## RECORDS FOR THIS TASK

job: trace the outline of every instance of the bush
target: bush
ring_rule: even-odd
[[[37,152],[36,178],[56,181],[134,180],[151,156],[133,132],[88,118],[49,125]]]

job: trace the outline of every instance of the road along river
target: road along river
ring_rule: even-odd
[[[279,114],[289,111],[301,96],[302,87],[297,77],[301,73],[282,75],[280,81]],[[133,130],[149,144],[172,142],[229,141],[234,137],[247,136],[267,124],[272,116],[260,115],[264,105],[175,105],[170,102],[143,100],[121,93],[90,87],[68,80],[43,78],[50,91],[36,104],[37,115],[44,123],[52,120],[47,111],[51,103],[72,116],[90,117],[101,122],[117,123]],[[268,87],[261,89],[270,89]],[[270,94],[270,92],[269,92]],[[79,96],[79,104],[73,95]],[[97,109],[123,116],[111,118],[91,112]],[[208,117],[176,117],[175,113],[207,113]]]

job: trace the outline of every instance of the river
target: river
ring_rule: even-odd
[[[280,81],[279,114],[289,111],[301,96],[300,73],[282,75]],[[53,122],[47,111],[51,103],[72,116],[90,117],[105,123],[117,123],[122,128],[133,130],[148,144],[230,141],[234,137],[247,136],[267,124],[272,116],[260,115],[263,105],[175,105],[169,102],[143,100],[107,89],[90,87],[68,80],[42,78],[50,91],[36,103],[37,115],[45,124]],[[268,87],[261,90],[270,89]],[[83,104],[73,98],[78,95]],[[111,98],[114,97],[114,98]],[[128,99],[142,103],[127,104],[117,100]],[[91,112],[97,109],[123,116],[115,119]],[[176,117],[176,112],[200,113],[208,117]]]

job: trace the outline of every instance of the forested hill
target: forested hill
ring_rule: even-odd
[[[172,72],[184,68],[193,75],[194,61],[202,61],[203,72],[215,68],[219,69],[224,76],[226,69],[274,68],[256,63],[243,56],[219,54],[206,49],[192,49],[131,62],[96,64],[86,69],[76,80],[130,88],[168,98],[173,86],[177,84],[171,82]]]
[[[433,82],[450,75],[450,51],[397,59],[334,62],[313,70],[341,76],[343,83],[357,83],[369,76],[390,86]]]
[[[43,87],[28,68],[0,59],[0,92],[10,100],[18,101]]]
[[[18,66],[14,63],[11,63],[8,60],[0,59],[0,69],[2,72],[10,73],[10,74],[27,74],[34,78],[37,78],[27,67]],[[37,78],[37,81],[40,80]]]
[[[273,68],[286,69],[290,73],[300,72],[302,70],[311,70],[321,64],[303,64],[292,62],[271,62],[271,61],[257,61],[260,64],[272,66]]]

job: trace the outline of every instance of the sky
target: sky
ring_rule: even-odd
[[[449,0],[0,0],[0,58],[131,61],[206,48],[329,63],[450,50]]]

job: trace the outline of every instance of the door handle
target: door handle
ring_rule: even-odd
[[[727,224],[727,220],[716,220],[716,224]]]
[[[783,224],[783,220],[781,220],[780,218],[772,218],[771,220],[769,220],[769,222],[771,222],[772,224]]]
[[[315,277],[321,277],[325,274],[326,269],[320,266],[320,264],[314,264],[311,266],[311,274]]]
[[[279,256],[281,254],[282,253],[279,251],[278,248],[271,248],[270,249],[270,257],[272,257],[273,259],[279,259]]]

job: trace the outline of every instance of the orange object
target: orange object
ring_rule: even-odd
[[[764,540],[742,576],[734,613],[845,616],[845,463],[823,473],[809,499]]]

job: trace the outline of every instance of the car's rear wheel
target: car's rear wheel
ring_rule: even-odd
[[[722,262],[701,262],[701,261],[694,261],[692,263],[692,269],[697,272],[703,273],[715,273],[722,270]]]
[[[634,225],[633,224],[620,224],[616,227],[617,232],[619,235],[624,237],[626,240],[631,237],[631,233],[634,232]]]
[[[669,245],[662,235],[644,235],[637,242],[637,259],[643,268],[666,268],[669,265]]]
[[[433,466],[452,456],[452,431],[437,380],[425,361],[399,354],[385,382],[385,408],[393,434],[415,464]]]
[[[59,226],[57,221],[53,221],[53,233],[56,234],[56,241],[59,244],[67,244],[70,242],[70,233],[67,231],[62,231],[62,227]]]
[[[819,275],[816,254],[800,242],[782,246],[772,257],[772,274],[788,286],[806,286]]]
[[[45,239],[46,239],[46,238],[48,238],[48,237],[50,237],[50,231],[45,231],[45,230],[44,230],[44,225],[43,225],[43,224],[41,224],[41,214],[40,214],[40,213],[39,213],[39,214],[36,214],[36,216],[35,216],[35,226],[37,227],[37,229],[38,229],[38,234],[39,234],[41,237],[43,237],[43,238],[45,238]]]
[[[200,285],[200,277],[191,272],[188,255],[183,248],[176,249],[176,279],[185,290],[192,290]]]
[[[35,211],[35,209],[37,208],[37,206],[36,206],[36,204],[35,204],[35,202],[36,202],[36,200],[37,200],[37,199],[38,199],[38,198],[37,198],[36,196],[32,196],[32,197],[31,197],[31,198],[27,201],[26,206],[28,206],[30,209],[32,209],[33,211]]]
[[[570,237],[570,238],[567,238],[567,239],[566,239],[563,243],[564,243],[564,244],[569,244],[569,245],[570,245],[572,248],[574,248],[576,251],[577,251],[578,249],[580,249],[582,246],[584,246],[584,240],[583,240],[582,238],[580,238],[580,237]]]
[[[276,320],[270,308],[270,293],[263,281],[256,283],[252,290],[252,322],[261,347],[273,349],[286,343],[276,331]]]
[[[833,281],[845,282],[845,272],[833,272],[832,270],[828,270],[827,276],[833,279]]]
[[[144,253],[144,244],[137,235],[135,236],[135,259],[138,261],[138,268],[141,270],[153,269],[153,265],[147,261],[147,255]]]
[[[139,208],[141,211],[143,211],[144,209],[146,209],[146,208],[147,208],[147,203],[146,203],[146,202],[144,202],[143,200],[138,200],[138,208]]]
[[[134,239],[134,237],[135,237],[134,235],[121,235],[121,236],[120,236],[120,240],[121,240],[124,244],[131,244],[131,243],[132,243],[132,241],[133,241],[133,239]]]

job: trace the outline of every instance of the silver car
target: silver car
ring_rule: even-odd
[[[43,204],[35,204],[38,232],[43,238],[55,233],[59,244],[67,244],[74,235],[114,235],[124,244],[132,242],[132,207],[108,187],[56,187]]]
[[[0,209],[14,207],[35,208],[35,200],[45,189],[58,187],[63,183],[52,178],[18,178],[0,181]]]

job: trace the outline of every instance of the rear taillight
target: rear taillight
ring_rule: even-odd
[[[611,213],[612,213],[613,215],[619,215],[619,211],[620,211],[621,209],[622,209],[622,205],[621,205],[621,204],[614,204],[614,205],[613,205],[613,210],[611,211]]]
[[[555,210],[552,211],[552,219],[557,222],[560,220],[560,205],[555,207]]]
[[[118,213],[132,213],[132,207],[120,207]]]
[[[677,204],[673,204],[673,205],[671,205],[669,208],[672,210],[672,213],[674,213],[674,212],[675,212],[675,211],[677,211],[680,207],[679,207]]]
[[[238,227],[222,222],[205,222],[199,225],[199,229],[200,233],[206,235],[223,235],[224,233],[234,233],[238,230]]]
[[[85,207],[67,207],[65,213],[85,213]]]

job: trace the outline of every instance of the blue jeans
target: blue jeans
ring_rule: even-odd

## AIM OF THE TASK
Every record should be given again exactly.

## RESULT BELOW
job: trace the outline of every instance of the bush
target: bush
ring_rule: even-odd
[[[37,152],[36,178],[56,181],[134,180],[151,156],[133,132],[88,118],[49,125]]]

job: trace the outline of every instance of the road along river
target: road along river
ring_rule: even-odd
[[[279,114],[289,111],[301,96],[302,87],[297,77],[301,73],[282,75],[280,81]],[[133,130],[149,144],[172,142],[229,141],[234,137],[247,136],[267,124],[272,116],[260,115],[264,105],[175,105],[170,102],[143,100],[121,93],[90,87],[68,80],[43,78],[50,91],[36,104],[37,115],[44,123],[52,120],[47,111],[51,103],[72,116],[90,117],[101,122],[117,123]],[[268,87],[261,89],[270,89]],[[270,94],[270,92],[269,92]],[[79,96],[79,104],[73,95]],[[97,109],[123,116],[111,118],[91,112]],[[208,117],[176,117],[175,113],[207,113]]]

job: trace the outline of every instance of the river
target: river
ring_rule: even-odd
[[[280,81],[279,114],[289,111],[301,96],[300,73],[282,75]],[[53,122],[47,111],[51,103],[72,116],[90,117],[105,123],[117,123],[122,128],[133,130],[148,144],[230,141],[234,137],[247,136],[267,124],[272,116],[260,115],[263,105],[175,105],[169,102],[143,100],[107,89],[90,87],[68,80],[42,78],[50,91],[36,103],[37,115],[45,124]],[[268,87],[261,90],[270,89]],[[83,104],[73,98],[78,95]],[[111,98],[114,97],[114,98]],[[128,99],[142,103],[127,104],[117,100]],[[91,112],[97,109],[123,116],[115,119]],[[176,117],[176,112],[200,113],[208,117]]]

job: trace the outline of every instance of the forested hill
target: forested hill
ring_rule: even-odd
[[[172,72],[184,68],[193,75],[194,61],[202,61],[203,72],[215,68],[219,69],[224,76],[226,69],[274,68],[256,63],[243,56],[219,54],[206,49],[192,49],[131,62],[96,64],[86,69],[76,80],[130,88],[168,98],[173,86],[177,84],[171,82]]]
[[[433,82],[450,75],[450,51],[397,59],[334,62],[313,70],[341,76],[343,83],[357,83],[369,76],[390,86]]]
[[[43,87],[28,68],[0,59],[0,92],[10,100],[18,101]]]
[[[18,66],[14,63],[11,63],[8,60],[0,59],[0,69],[2,72],[10,73],[10,74],[27,74],[34,78],[37,78],[27,67]],[[37,78],[37,81],[40,80]]]
[[[273,68],[286,69],[290,73],[300,72],[302,70],[311,70],[321,64],[303,64],[292,62],[271,62],[271,61],[257,61],[260,64],[272,66]]]

job: trace the outline of every instance of the sky
target: sky
ring_rule: even-odd
[[[449,0],[0,0],[0,58],[131,61],[206,48],[329,63],[450,50]]]

job: trace the outline of every instance of the door handle
target: door handle
ring_rule: even-odd
[[[727,224],[727,220],[716,220],[716,224]]]
[[[783,224],[783,220],[781,220],[780,218],[772,218],[771,220],[769,220],[769,222],[771,222],[772,224]]]
[[[315,277],[321,277],[325,274],[326,269],[320,266],[320,264],[314,264],[311,266],[311,274]]]
[[[279,256],[281,254],[282,253],[279,251],[278,248],[271,248],[270,249],[270,257],[272,257],[273,259],[279,259]]]

job: trace the outline of every instance of the orange object
target: orange object
ring_rule: even-odd
[[[764,540],[742,576],[734,613],[845,616],[845,463],[823,473],[809,499]]]

job: trace the outline of every instance of the car's rear wheel
target: car's rear wheel
ring_rule: even-odd
[[[722,262],[701,262],[701,261],[694,261],[692,263],[692,269],[697,272],[703,273],[715,273],[722,270]]]
[[[634,225],[633,224],[620,224],[616,227],[617,232],[619,235],[624,237],[626,240],[631,237],[631,233],[634,232]]]
[[[669,245],[662,235],[644,235],[637,242],[637,259],[643,268],[666,268],[669,265]]]
[[[433,466],[452,456],[452,431],[437,380],[425,361],[399,354],[385,382],[385,408],[393,434],[415,464]]]
[[[59,226],[57,221],[53,221],[53,233],[56,234],[56,241],[59,244],[67,244],[70,242],[70,233],[67,231],[62,231],[62,227]]]
[[[819,275],[816,254],[800,242],[782,246],[772,257],[772,274],[788,286],[806,286]]]
[[[45,239],[46,239],[46,238],[48,238],[48,237],[50,237],[50,231],[45,231],[45,230],[44,230],[44,225],[43,225],[43,224],[41,224],[41,214],[40,214],[40,213],[39,213],[39,214],[36,214],[36,216],[35,216],[35,226],[37,227],[37,229],[38,229],[38,234],[39,234],[41,237],[43,237],[43,238],[45,238]]]
[[[200,285],[200,277],[191,272],[188,255],[183,248],[176,249],[176,279],[185,290],[192,290]]]
[[[35,211],[35,209],[37,208],[37,206],[36,206],[36,204],[35,204],[35,202],[36,202],[36,200],[37,200],[37,199],[38,199],[38,198],[37,198],[36,196],[32,196],[32,197],[31,197],[31,198],[27,201],[26,206],[28,206],[30,209],[32,209],[33,211]]]
[[[570,237],[570,238],[567,238],[567,239],[566,239],[563,243],[564,243],[564,244],[569,244],[569,245],[570,245],[572,248],[574,248],[576,251],[577,251],[578,249],[580,249],[582,246],[584,246],[584,240],[583,240],[582,238],[580,238],[580,237]]]
[[[276,320],[270,308],[270,293],[263,281],[256,283],[252,290],[252,322],[261,347],[273,349],[286,343],[276,331]]]
[[[833,281],[845,282],[845,272],[833,272],[832,270],[828,270],[827,276],[833,279]]]
[[[144,253],[144,244],[137,235],[135,236],[135,259],[138,261],[138,268],[141,270],[153,269],[153,265],[147,261],[147,255]]]
[[[139,208],[141,211],[143,211],[144,209],[146,209],[146,208],[147,208],[147,203],[146,203],[146,202],[144,202],[143,200],[138,200],[138,208]]]
[[[134,239],[134,237],[135,237],[134,235],[121,235],[121,236],[120,236],[120,240],[121,240],[124,244],[131,244],[131,243],[132,243],[132,241],[133,241],[133,239]]]

job: trace the outline of every instance of the silver car
target: silver car
ring_rule: even-odd
[[[43,204],[35,204],[38,232],[43,238],[55,233],[59,244],[67,244],[74,235],[114,235],[124,244],[132,242],[132,207],[108,187],[56,187]]]
[[[0,209],[14,207],[35,208],[35,200],[45,189],[58,187],[63,183],[52,178],[18,178],[0,181]]]

job: trace the outline of every instance of the rear taillight
target: rear taillight
ring_rule: even-odd
[[[611,213],[612,213],[613,215],[619,215],[619,211],[620,211],[621,209],[622,209],[622,205],[621,205],[621,204],[614,204],[614,205],[613,205],[613,210],[611,211]]]
[[[555,210],[552,211],[552,219],[557,222],[560,220],[560,205],[555,207]]]
[[[118,213],[132,213],[132,207],[120,207]]]
[[[677,204],[673,204],[673,205],[671,205],[669,208],[672,210],[672,213],[674,213],[674,212],[675,212],[675,211],[677,211],[680,207],[679,207]]]
[[[238,227],[222,222],[205,222],[199,225],[199,229],[200,233],[206,235],[223,235],[224,233],[234,233],[238,230]]]
[[[85,207],[67,207],[65,213],[85,213]]]

job: trace the outline of every instance of the blue jeans
target: blue jeans
ring_rule: even-odd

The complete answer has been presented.